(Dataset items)
################
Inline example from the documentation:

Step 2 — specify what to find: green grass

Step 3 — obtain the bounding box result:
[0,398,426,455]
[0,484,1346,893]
################
[The exercise]:
Turn the items above into a Markdown table with the columns "Row" and "Line," giving each nonblank line its own numbered row.

[Solution for this exercise]:
| Row | Line |
|---|---|
| 1 | Inline example from the documentation: |
| 2 | Step 2 — specify what to find: green grass |
| 3 | Step 3 — obtain the bounding box result: |
| 4 | [0,398,426,455] |
| 5 | [0,484,1346,893] |